SELECTED TEXT:
╔══
Kenya: Court Remands 16 In Custody Over Road Attack On Woman

Kenya: Court Remands 16 In Custody Over Road Attack On Woman



A Kenyan court on Thursday ordered 16 motorcycle taxi riders to be remanded in custody for a fortnight over a vicious attack on a female motorist as police hunted for the alleged ringleader of the assault. The young woman was also attacked in daylight hours by a gang of taxi riders commonly known as boda-boda after a traffic


accident on the Friday, police said. Sixteen riders were rounded up Monday after a viral video of the incident showed the men grabbing at the woman's clothing and groping her as she screamed for help from inside the car, whose door had been forced open. On Thursday, the Nairobi magistrate's court ruled that the case was "of



public interest" and ordered the suspects to remain in custody for 15 days to allow police time to complete investigations. The attack has also sparked a furore in the Kenya, with President Uhuru Kenyatta ordering a crackdown on motorcycle taxis this week. Transport authorities have since carried out random checks on



riders, prompting many unlicensed drivers to stay off the roads and causing fares to shoot up as a result. The alleged ringerleader of the attack has however evaded arrest, escaping through a sewer duct in the capital Nairobi as the police pursued him, the Directorate of Criminal Investigations said in a statement. It is only a



matter of time before we also arrest him, the Police said, ordering him to also surrender within 24 hours. Motorcycle, taxi drivers in Kenya are typically young men and are notorious for breaching the highway code and assaulting drivers after collisions. The 2 wheelers are also a popular mode of transport in the East Africa's



economic powerhouse, which lacks a proper public commuter system. The riders have often been accused by campaign groups of snatch-and grab robberies and harassing other road users, with abuses often ranging from derogatory comments to rape. Boda-boda riders were in 2019 classified as a "threat to national security" by an interior ministry research unit.
╚══
According to the news report on the Kenyan court remand, why did the Nairobi magistrate's court order the suspects held for 15 days? Answer in one to three sentences.

LISTED RECORDS:
╔══
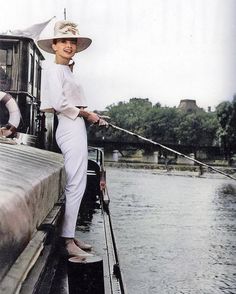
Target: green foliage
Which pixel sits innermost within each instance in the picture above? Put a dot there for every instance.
(226, 115)
(169, 125)
(197, 129)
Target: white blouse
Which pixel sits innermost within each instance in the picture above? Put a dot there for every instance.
(60, 91)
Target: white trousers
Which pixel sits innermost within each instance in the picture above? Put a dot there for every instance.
(71, 137)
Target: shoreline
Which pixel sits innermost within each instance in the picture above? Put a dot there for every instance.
(174, 169)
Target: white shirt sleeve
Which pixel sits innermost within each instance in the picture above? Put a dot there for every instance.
(52, 93)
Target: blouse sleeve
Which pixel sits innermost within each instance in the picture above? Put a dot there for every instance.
(52, 92)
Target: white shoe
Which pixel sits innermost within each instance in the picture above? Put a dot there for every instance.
(82, 245)
(73, 250)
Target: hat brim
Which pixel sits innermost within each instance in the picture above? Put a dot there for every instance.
(82, 43)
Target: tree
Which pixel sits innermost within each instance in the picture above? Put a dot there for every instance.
(226, 115)
(197, 129)
(161, 124)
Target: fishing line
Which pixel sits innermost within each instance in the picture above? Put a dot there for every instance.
(172, 150)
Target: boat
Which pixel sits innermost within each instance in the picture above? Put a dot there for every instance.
(32, 179)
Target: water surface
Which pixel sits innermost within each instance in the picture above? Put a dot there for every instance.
(175, 234)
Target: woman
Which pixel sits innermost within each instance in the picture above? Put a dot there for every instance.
(61, 93)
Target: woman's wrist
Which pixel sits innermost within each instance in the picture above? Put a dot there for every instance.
(84, 113)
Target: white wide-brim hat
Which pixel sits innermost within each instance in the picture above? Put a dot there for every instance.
(65, 30)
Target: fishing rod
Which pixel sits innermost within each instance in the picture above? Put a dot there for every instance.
(172, 150)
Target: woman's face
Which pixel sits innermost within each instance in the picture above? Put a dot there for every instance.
(65, 49)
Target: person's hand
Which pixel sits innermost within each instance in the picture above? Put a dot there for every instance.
(102, 122)
(93, 118)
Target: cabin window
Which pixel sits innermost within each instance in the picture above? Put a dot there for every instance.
(6, 56)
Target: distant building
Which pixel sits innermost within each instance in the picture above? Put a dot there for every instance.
(189, 105)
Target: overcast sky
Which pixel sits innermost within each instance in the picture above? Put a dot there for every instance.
(164, 50)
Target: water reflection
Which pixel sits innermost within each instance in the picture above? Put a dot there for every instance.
(174, 234)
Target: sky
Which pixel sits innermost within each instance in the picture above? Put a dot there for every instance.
(163, 50)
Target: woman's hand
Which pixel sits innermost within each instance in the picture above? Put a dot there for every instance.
(92, 117)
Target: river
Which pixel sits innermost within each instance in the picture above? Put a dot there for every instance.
(175, 233)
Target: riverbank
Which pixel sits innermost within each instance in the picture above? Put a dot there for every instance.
(174, 169)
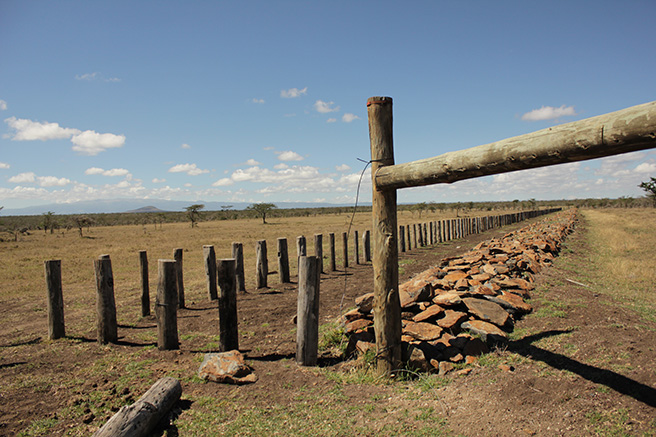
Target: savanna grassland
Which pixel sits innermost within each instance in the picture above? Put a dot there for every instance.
(579, 363)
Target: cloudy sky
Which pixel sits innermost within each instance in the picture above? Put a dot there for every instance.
(266, 101)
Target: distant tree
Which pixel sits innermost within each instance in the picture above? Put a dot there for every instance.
(193, 213)
(49, 222)
(262, 209)
(650, 189)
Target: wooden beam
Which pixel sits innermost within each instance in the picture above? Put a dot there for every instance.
(628, 130)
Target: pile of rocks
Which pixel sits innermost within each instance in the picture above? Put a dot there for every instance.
(460, 308)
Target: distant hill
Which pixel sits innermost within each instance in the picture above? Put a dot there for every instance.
(146, 209)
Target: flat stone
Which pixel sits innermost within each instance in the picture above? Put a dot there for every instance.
(451, 319)
(422, 330)
(429, 313)
(488, 311)
(489, 333)
(226, 367)
(365, 302)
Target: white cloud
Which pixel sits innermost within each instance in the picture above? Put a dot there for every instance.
(223, 182)
(293, 93)
(325, 107)
(92, 143)
(111, 172)
(549, 113)
(289, 156)
(28, 130)
(23, 178)
(190, 169)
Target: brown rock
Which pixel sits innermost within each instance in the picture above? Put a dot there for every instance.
(451, 319)
(422, 330)
(429, 313)
(488, 311)
(226, 367)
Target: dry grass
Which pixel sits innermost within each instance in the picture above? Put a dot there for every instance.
(623, 247)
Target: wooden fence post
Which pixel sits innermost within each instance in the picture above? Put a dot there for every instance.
(318, 250)
(56, 327)
(145, 287)
(166, 305)
(333, 264)
(228, 324)
(177, 256)
(307, 312)
(105, 304)
(238, 255)
(387, 306)
(210, 271)
(262, 266)
(345, 248)
(283, 260)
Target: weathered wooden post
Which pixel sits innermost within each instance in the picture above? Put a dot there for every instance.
(177, 256)
(345, 248)
(283, 260)
(145, 287)
(333, 264)
(105, 304)
(238, 255)
(56, 327)
(262, 265)
(210, 271)
(228, 324)
(307, 311)
(367, 245)
(356, 246)
(318, 250)
(387, 306)
(166, 305)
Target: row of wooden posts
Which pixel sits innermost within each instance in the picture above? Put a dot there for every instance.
(225, 277)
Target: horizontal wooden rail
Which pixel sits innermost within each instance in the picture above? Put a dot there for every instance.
(623, 131)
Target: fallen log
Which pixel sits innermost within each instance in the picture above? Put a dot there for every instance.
(140, 418)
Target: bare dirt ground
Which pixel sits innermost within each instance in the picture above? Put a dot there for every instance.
(579, 365)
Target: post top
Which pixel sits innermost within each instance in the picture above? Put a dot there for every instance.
(379, 101)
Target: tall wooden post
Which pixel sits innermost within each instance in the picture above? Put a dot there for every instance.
(56, 327)
(166, 305)
(262, 265)
(210, 271)
(177, 256)
(307, 311)
(333, 264)
(228, 324)
(318, 250)
(238, 255)
(145, 287)
(283, 260)
(387, 306)
(105, 304)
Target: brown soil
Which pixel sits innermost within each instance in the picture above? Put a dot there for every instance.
(579, 374)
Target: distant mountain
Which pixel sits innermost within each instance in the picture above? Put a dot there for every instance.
(108, 206)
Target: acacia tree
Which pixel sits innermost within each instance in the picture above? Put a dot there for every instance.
(193, 213)
(650, 189)
(262, 209)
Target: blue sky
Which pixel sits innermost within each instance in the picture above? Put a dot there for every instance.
(265, 101)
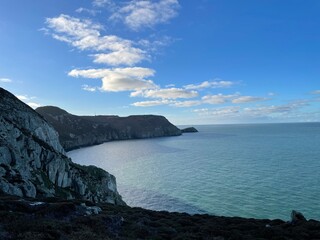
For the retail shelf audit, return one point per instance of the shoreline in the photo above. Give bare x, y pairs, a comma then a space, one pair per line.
54, 218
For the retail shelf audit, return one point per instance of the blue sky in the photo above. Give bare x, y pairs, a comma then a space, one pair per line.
195, 62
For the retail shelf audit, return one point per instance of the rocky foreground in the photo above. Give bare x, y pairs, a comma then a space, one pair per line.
23, 218
33, 162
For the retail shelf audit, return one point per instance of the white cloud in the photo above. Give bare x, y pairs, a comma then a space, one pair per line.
246, 99
141, 13
34, 105
165, 93
128, 56
273, 113
275, 109
5, 80
234, 98
85, 35
210, 84
152, 103
186, 103
221, 112
102, 3
86, 10
218, 98
28, 100
88, 88
119, 79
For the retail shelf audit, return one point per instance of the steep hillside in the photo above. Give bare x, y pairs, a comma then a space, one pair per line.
78, 131
33, 162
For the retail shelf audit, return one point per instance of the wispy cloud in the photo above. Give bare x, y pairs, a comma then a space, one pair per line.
152, 103
247, 99
234, 98
218, 98
236, 113
210, 84
84, 34
119, 79
86, 10
189, 103
138, 14
165, 93
89, 88
5, 80
103, 3
29, 100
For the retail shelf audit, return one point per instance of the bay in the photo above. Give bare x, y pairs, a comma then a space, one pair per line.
246, 170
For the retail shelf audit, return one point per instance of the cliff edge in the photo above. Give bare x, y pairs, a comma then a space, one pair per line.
79, 131
33, 162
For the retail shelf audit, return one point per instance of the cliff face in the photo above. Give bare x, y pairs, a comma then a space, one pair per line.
78, 131
33, 162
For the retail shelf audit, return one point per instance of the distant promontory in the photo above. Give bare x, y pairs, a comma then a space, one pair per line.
80, 131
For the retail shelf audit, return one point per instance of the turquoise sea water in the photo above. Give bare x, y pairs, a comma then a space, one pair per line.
255, 170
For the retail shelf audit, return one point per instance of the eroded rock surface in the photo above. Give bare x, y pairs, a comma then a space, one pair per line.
79, 131
33, 162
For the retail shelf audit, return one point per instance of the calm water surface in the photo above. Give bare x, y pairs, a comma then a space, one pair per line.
260, 171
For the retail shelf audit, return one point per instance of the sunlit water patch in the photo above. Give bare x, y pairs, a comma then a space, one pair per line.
260, 171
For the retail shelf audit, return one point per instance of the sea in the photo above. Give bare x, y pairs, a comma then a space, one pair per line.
248, 170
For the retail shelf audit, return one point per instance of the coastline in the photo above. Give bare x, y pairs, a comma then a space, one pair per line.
27, 218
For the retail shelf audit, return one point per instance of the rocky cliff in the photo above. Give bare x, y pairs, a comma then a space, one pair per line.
79, 131
33, 162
╚══
OUTPUT: The court ruled that the case was "of public interest." It ordered the suspects to remain in custody for 15 days to allow police time to complete investigations.